(Beginning of THE RECORDS)

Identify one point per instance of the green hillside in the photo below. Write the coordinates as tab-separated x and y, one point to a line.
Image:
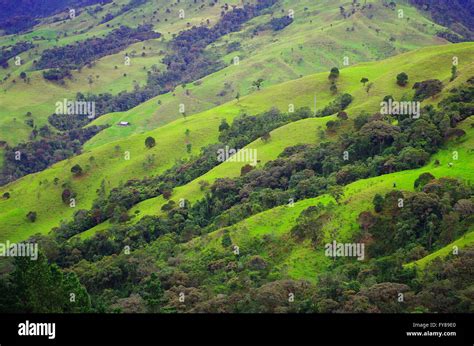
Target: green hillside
314	42
37	192
301	260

(End of THE RECORDS)

> [WHAT YOU ARE ASKED TO DO] An exact copy of the entries above, with no pictures, is the required answer.

> [SOLUTION TO THIS PROBLEM]
Identify one point per instance of the green hillside in the photo below. Write the coordinates as tab-separated x and y, one point to a line.
Image:
Target: green hillside
314	42
37	192
301	260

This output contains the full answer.